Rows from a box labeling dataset
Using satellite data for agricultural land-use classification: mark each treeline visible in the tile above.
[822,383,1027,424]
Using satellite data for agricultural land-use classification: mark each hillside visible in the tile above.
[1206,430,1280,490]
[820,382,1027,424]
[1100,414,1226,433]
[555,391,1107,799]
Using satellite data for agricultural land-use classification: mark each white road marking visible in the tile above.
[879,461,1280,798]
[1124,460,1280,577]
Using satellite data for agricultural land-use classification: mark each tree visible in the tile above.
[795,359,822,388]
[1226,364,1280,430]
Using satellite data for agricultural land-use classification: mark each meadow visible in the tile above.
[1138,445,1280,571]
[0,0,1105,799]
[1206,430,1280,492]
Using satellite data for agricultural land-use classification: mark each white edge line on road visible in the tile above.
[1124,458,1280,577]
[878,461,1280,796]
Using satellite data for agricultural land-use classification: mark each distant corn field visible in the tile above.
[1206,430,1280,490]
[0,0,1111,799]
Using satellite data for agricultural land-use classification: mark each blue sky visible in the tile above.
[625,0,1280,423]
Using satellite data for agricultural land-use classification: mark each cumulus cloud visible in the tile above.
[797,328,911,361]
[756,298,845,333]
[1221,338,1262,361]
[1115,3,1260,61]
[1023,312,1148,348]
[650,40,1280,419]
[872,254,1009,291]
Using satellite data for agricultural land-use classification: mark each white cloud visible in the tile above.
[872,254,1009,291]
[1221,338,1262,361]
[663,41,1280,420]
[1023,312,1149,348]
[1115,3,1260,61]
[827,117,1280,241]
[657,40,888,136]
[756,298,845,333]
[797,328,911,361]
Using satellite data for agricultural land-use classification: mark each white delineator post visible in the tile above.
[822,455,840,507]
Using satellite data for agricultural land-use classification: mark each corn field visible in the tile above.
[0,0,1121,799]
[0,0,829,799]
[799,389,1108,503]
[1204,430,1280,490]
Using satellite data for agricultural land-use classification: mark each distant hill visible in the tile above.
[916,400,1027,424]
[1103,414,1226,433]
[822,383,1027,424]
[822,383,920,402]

### Set task
Put all of the lines above into a two-column CSV with the headers text and answer. Give each labeling line its own row, with every box listed under that line gathered into the answer field, each field quoted and any line breaks replaced by spaces.

### Written response
text,answer
"Using satellite data for agricultural land-use classification: mark each treeline visible in the tile above.","[822,383,1027,424]"
"Using satellite data for agricultural land-use classification: mark each hillside visible in the tile above.","[1206,430,1280,490] [820,382,1027,424] [1100,414,1226,433] [555,391,1107,799]"
"Using satellite data for agricultural land-use classification: mark each white road marking visible in the tile above.","[879,461,1280,798] [1124,460,1280,577]"
"Using satellite data for agricultural land-use classification: mark each tree visible in the tile above.","[795,359,822,388] [1226,364,1280,430]"
"Using satellite data for agricultural land-use classification: mark each meadow visible in the tile above.","[1138,445,1280,571] [0,0,1105,799] [1206,430,1280,492]"
"Using satellite data for agricultural land-use classification: mark each white edge line on road visible in the tile above.","[1124,458,1280,577] [878,461,1280,796]"
"Using satellite data for agricultural land-use classification: mark each distant corn field visible in the tile above.","[1206,430,1280,490] [0,0,1111,799]"
"Using satellite data for agricultural land-use classification: mark each blue sky visible in the tile above.","[625,0,1280,423]"
"Using satellite data for agricultural land-use classification: mark each cumulus cloud visible in the tile above.","[797,328,911,361] [756,298,845,333] [1221,338,1262,361] [1115,3,1260,61] [1023,312,1148,348] [650,40,1280,419] [872,254,1009,291]"
"Using satellite data for agricultural land-use classification: mark each white cloud visible in the tile above.","[872,254,1009,291] [1221,338,1262,361] [663,41,1280,420] [1023,312,1149,348] [1115,3,1260,61] [827,117,1280,241] [657,40,888,136] [756,298,845,333] [797,328,911,361]"
"Using satellite data for agricultural land-use classification: mark each white delineator post visible in the tile above.","[822,455,840,507]"
"Using satellite data for agricultural land-use classification: mark each corn field visible in the tile above.","[0,0,1121,799] [0,0,829,799] [799,389,1108,503] [1204,430,1280,490]"
"Using satellite data for agricultural land-use classification: mark each distant hill visible in the tile above.","[916,400,1027,424] [1103,414,1226,433] [822,383,1027,424] [822,383,920,402]"